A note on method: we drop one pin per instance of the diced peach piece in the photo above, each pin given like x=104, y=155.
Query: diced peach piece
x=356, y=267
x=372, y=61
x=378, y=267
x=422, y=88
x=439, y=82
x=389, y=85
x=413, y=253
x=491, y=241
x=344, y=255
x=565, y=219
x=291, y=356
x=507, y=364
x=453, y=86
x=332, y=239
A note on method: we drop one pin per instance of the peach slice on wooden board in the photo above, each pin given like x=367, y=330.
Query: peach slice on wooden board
-=-=-=-=-
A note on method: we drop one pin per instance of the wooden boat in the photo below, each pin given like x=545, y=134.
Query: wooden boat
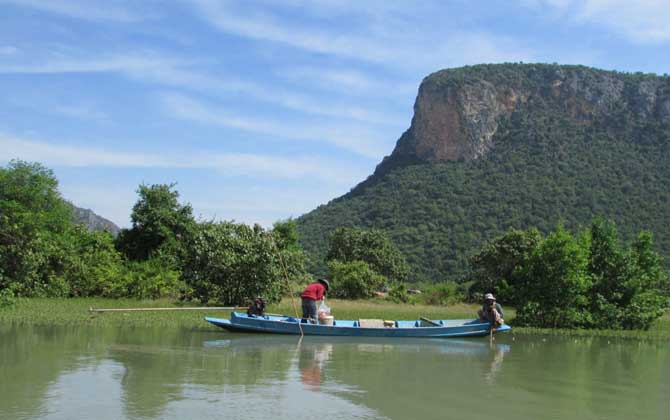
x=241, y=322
-=-=-=-=-
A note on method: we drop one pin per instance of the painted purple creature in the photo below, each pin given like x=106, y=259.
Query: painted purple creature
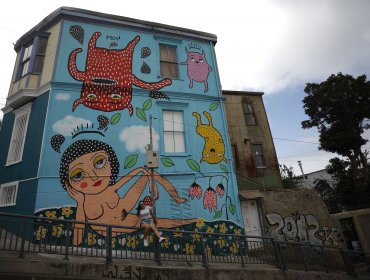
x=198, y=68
-=-=-=-=-
GIVEN REQUEST: Reproduce without any change the lines starting with the line that contains "like x=367, y=330." and going on through the line that contains "Query: peach slice on wooden board", including both of these lines.

RESULT FOR THIS EXERCISE:
A note on method: we drop one pin per instance of the peach slice on wooden board in the photo above, each pin given like x=367, y=330.
Query: peach slice on wooden board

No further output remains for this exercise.